■ **What is being asked**:
Only lines below containing the string "green" should be counted; please give that count by itself.

■ **Entries supplied**:
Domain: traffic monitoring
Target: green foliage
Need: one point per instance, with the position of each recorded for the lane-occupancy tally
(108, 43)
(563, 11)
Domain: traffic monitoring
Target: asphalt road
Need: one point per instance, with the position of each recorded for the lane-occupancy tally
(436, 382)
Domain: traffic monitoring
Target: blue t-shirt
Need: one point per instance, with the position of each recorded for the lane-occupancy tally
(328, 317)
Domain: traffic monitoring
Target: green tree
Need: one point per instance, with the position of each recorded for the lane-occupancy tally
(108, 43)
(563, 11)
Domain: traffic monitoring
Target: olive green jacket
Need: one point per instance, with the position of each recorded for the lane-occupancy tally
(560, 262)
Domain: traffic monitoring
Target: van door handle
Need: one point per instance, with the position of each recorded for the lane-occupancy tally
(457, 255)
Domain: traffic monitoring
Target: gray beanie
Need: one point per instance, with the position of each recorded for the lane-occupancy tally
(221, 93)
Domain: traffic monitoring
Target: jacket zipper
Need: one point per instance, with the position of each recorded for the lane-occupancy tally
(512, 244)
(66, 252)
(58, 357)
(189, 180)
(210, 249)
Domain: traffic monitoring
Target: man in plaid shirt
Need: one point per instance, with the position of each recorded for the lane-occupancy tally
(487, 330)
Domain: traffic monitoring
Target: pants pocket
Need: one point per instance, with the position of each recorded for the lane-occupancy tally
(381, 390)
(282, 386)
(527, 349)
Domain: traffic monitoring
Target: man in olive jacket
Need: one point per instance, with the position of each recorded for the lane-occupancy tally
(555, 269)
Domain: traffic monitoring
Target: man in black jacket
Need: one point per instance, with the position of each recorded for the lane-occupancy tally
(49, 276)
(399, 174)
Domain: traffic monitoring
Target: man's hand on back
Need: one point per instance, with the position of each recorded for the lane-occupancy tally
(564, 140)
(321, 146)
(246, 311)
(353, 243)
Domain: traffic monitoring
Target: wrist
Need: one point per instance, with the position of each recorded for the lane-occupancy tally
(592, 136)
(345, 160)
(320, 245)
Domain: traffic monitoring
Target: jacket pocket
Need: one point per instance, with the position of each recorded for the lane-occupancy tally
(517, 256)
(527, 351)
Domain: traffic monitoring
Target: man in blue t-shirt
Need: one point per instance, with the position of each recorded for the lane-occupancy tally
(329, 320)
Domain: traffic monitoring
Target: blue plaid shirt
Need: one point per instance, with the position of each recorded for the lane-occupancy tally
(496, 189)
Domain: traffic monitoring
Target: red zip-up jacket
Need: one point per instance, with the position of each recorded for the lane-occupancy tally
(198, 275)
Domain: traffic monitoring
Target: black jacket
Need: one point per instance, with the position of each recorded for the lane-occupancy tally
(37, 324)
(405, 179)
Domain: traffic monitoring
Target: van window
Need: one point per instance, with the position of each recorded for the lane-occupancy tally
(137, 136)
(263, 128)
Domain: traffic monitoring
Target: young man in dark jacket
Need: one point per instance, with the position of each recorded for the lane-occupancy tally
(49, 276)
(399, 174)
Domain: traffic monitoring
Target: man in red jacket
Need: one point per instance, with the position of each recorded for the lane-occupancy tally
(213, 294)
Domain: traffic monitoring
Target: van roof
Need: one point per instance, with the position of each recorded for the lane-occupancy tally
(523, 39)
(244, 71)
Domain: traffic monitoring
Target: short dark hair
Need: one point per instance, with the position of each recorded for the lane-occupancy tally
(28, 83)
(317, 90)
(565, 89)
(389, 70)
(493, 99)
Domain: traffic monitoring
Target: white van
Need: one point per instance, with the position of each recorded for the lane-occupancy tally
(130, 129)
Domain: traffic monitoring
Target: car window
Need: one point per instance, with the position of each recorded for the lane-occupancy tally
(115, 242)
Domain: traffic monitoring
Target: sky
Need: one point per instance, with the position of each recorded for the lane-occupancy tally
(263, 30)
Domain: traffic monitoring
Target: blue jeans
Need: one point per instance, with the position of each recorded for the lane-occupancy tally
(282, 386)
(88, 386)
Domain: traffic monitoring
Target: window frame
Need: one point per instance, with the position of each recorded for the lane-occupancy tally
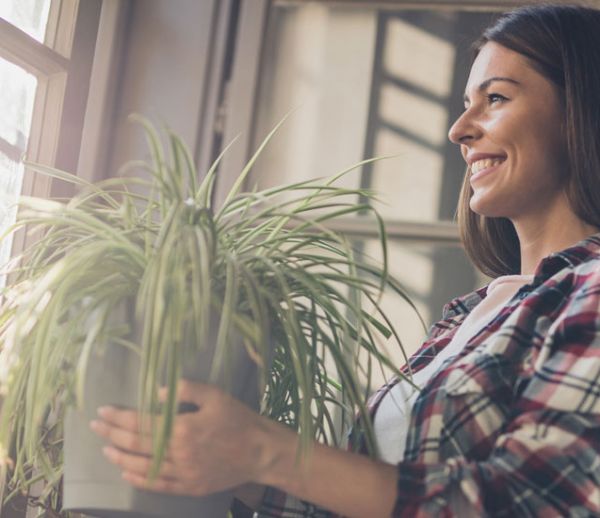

■ **Exercise output**:
3